• [What you should do] Every line below that carries the word "weathered" needs to be copied.

================================

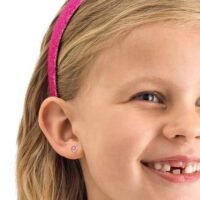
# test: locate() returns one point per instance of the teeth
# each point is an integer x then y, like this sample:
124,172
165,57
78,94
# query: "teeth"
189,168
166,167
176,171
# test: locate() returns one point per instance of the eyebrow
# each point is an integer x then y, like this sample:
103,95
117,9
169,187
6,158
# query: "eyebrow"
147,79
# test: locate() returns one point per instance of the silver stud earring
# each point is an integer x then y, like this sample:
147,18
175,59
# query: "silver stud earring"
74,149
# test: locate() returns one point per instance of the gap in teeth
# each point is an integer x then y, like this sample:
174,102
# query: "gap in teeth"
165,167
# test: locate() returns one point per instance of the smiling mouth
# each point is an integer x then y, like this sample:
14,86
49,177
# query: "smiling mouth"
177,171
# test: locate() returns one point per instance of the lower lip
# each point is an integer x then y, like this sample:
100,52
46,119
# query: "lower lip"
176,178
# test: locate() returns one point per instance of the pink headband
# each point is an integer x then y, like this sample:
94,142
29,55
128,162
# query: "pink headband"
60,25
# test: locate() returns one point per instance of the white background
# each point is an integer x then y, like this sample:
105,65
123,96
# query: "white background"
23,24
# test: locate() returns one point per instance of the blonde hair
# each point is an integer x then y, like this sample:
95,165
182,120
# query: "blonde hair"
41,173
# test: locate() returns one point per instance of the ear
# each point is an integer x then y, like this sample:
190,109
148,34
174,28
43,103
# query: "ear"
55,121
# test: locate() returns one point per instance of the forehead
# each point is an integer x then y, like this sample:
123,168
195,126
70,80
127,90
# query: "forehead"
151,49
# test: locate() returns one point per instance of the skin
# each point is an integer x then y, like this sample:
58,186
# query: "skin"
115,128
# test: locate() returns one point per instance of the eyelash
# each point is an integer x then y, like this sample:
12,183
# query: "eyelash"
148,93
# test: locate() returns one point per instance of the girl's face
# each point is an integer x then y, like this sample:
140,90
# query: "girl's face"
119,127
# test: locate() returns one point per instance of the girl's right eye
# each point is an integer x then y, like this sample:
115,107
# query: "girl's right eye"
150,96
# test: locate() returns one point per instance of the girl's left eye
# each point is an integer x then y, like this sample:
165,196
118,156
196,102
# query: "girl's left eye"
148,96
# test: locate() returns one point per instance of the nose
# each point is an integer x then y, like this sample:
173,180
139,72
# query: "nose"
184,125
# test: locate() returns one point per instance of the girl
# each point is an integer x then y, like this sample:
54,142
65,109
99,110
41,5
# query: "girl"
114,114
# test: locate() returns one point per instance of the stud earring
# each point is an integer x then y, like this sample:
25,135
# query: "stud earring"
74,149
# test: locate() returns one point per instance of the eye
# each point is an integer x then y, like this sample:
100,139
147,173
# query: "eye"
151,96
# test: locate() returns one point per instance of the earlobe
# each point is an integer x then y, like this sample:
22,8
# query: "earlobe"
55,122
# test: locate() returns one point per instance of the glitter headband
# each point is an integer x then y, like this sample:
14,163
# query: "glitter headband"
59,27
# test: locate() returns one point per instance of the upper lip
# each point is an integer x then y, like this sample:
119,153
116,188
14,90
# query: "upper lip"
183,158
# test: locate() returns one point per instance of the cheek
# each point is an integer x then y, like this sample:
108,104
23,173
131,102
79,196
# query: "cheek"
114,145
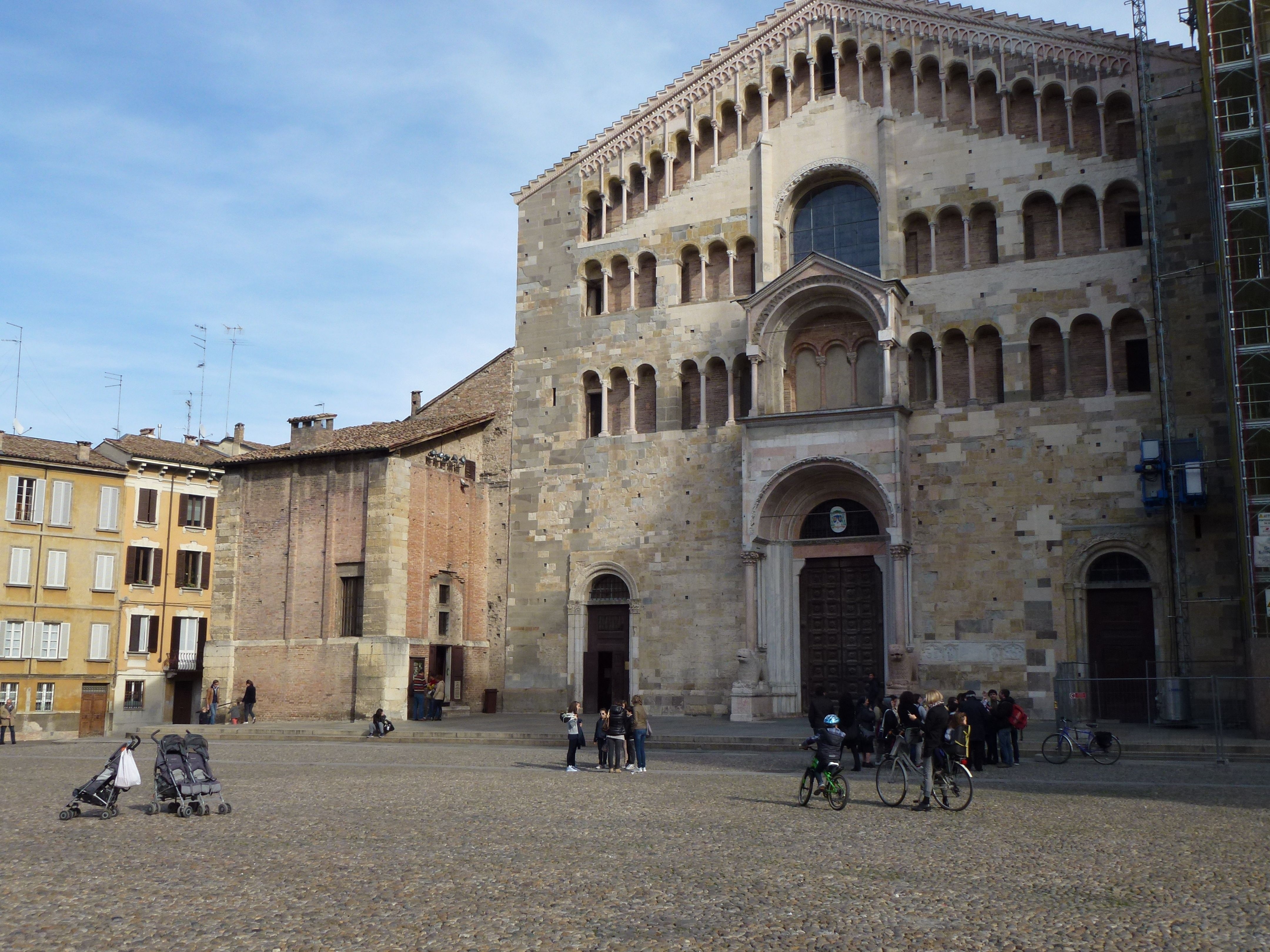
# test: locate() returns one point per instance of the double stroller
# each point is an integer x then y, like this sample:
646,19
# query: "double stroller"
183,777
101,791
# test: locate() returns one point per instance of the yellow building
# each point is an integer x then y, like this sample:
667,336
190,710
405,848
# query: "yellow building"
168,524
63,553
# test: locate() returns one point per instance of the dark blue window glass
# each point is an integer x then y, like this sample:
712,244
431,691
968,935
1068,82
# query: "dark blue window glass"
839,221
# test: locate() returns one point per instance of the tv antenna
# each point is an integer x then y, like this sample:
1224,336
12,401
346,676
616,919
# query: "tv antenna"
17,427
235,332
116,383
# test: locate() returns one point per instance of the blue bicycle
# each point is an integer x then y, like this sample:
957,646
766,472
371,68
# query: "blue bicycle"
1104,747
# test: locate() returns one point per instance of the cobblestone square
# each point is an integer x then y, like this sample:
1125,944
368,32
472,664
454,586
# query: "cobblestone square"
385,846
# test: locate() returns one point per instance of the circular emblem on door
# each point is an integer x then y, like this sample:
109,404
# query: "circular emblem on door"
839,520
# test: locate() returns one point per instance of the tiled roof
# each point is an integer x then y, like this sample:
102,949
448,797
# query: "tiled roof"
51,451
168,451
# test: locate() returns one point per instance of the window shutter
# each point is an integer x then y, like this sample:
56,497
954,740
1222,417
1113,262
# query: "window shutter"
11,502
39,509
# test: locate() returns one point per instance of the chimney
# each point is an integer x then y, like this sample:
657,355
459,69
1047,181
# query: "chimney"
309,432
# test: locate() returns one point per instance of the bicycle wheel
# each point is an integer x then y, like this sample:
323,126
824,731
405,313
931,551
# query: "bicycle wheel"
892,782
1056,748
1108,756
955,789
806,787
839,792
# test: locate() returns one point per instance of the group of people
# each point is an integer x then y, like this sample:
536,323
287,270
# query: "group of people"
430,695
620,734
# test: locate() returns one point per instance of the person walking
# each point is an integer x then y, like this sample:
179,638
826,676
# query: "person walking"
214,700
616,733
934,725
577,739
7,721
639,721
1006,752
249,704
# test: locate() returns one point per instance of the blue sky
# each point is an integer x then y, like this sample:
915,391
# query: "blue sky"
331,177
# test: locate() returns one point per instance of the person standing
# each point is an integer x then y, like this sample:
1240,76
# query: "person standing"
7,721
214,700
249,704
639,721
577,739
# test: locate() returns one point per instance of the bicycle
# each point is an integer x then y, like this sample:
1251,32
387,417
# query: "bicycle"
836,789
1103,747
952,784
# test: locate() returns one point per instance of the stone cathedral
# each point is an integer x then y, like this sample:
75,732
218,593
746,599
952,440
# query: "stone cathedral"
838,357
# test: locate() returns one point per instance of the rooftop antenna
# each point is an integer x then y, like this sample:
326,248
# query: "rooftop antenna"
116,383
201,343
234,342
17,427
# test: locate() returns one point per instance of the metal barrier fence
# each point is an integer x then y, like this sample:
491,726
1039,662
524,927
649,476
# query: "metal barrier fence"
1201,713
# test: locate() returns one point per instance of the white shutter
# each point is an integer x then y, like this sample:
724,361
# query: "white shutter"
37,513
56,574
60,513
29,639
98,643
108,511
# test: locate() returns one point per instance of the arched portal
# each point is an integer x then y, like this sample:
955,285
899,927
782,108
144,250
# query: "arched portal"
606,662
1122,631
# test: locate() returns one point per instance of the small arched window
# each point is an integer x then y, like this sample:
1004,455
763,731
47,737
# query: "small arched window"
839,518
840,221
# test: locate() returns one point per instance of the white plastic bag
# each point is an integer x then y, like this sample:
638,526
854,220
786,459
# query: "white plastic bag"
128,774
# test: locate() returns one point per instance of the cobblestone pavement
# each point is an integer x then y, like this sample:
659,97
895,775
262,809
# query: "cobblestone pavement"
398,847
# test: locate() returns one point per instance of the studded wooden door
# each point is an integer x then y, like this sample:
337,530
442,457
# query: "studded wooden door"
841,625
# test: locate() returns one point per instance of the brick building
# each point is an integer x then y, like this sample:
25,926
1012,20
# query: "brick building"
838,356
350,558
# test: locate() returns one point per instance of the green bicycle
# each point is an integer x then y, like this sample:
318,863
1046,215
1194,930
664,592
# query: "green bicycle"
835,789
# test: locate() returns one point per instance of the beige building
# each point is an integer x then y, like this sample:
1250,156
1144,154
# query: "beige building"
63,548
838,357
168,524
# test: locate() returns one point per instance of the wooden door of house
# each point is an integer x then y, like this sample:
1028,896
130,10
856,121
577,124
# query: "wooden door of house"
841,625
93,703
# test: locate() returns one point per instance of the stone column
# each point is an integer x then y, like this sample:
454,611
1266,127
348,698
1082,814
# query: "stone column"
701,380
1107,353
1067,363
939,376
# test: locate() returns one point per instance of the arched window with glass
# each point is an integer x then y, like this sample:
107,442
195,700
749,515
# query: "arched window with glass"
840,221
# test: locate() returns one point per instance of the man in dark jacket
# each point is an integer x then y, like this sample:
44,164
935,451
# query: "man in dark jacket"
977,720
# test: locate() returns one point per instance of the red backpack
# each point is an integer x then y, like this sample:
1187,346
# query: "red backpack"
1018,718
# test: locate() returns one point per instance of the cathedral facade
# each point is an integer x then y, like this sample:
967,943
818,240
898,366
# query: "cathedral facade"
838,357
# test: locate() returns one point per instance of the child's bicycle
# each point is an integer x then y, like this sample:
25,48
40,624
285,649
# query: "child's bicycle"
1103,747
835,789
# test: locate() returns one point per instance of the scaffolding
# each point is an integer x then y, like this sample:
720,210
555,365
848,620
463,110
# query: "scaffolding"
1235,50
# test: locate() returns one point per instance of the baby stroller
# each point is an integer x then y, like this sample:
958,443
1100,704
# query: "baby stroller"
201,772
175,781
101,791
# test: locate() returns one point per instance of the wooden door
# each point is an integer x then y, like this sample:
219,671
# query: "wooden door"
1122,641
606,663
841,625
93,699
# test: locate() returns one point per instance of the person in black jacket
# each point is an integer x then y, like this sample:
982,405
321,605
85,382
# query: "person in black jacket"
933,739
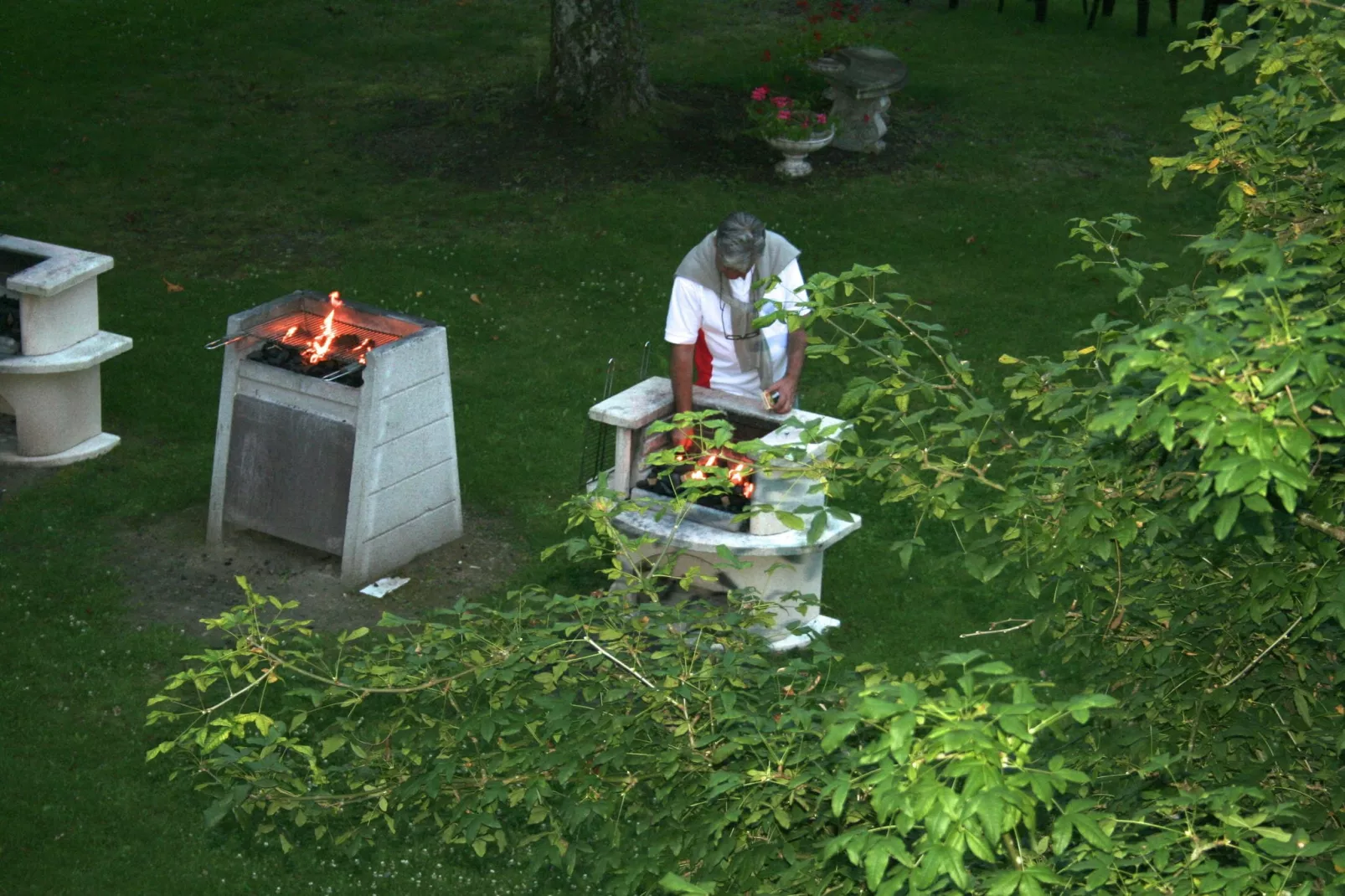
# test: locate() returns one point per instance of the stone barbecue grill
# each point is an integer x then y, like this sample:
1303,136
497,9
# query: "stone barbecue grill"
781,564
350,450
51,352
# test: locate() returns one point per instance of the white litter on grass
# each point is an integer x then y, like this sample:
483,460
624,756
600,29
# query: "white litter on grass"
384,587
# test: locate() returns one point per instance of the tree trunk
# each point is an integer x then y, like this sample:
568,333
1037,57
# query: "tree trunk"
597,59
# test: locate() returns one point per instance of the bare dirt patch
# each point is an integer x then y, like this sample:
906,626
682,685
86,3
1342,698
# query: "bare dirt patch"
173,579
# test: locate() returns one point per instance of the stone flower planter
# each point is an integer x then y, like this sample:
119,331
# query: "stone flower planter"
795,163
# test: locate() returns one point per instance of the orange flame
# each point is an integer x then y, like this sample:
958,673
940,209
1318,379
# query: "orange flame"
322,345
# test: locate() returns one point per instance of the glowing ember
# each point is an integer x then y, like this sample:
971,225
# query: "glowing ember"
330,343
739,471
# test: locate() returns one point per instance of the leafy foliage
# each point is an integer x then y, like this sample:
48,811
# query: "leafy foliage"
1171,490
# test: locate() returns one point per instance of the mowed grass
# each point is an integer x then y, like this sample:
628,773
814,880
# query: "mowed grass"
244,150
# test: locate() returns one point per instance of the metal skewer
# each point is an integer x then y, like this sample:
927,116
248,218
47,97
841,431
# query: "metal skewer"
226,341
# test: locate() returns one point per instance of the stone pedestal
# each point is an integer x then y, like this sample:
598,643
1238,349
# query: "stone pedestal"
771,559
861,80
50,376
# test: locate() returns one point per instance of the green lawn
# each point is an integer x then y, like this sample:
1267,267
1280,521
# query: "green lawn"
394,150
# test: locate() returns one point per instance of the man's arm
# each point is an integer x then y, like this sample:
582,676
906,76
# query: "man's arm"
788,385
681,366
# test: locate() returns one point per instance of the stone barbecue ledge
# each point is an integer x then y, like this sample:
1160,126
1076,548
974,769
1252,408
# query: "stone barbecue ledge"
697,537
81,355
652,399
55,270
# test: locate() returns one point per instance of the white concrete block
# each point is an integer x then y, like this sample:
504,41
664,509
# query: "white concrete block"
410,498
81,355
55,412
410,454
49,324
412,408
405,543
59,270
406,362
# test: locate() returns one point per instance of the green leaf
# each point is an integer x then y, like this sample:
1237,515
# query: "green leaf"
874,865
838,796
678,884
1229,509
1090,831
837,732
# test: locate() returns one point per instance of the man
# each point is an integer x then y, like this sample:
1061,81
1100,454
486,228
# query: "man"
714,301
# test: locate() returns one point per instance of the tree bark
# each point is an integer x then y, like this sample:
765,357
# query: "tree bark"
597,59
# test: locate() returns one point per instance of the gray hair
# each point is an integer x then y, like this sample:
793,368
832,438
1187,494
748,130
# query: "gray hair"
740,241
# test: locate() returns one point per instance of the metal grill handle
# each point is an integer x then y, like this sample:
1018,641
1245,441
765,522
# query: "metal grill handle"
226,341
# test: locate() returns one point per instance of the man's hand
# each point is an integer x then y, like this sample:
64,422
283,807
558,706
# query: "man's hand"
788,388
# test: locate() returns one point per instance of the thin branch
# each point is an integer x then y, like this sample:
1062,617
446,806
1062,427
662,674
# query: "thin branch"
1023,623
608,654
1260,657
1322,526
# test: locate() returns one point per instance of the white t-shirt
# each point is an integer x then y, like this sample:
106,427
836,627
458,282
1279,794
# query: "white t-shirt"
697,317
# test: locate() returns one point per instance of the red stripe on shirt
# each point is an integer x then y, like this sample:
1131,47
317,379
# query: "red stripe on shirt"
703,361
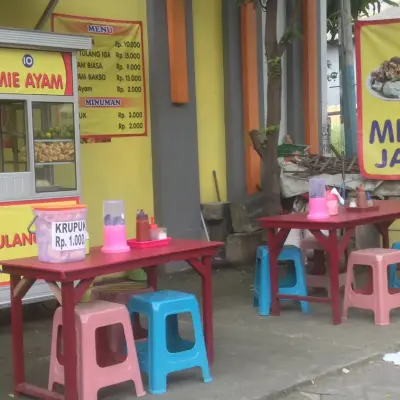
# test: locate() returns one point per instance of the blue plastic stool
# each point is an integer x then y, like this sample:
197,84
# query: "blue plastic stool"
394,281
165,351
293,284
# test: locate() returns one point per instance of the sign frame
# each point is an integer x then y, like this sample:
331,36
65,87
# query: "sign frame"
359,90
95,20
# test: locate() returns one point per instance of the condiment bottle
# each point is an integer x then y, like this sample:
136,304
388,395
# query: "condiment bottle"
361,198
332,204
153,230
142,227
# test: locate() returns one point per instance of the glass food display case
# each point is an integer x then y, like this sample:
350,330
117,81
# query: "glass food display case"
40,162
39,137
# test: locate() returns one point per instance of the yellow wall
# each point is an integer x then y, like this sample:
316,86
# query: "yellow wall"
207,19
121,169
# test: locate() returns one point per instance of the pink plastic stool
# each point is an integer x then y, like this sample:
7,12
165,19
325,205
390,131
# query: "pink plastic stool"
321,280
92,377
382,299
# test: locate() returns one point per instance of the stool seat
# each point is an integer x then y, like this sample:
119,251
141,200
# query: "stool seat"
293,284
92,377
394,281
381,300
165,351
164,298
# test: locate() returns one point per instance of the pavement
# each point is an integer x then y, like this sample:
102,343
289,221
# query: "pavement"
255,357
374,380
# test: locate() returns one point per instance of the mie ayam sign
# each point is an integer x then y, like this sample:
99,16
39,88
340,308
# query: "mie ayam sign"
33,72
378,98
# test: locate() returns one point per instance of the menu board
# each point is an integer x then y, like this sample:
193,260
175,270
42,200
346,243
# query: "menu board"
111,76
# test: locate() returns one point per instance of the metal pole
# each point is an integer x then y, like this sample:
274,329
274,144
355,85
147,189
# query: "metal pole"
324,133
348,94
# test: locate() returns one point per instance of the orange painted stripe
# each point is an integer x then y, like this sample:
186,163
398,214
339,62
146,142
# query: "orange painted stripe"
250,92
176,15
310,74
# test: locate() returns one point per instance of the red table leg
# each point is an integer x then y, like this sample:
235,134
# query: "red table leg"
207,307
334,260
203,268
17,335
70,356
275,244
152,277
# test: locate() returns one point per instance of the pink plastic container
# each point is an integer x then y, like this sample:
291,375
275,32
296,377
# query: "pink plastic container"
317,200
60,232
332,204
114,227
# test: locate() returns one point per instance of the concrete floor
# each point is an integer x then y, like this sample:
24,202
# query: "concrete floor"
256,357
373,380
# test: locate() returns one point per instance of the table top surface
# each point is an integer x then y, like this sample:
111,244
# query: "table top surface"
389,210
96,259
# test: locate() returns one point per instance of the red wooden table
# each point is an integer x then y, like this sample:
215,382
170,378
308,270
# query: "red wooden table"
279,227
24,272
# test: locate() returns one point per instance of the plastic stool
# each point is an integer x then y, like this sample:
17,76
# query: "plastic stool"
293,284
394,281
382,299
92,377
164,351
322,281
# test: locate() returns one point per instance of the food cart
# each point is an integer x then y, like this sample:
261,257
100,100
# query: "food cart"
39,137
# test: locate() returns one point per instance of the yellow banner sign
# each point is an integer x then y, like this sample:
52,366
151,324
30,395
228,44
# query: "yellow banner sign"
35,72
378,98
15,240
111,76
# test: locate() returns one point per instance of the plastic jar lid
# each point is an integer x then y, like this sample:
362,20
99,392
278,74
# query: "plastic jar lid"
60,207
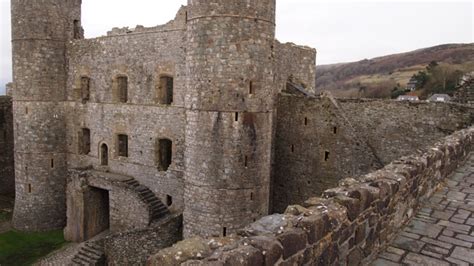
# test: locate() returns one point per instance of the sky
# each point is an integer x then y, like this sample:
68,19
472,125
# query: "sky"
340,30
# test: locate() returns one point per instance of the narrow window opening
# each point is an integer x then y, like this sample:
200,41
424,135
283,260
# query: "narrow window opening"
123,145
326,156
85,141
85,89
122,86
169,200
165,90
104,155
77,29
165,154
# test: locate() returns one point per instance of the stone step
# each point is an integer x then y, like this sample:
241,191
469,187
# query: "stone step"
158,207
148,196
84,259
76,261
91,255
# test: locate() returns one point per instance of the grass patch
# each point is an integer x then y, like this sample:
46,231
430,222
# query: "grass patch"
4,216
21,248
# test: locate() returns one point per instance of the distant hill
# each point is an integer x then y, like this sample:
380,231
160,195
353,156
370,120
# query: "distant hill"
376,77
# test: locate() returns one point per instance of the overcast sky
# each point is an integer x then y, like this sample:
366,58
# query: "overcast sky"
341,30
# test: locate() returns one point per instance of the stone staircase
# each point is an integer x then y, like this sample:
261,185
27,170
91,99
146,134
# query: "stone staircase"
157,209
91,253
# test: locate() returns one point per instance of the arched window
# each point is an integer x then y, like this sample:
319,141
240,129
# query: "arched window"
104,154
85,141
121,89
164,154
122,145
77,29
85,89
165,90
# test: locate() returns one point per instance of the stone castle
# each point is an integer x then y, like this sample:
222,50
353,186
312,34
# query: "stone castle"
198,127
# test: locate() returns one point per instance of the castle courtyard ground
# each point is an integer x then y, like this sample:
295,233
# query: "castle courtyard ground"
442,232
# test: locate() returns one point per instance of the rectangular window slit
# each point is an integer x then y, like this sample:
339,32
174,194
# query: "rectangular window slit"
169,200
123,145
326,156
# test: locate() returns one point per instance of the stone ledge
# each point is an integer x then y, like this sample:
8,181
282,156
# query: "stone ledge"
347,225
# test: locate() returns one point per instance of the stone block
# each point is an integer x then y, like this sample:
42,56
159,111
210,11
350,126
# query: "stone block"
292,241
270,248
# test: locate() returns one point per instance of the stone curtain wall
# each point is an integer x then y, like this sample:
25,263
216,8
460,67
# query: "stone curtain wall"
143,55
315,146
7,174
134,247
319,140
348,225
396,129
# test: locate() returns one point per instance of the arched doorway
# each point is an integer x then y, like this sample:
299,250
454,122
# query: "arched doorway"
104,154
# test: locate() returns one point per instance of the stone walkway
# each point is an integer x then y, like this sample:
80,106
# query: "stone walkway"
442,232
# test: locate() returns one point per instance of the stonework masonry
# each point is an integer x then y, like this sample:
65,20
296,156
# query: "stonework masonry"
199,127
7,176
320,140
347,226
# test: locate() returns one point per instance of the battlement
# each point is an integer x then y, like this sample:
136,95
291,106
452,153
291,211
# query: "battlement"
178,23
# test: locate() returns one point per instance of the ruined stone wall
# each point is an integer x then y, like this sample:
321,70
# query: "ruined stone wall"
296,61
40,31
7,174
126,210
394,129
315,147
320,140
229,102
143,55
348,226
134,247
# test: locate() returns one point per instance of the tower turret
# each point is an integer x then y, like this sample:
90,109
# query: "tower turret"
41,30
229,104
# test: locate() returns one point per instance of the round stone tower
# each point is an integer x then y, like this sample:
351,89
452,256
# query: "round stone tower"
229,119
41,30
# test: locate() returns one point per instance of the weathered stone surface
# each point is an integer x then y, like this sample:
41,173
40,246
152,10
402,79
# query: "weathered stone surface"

================================

• [Answer for this exercise]
# test: locate() returns one point per instance of the weathered stone surface
# query: "weathered stone surface"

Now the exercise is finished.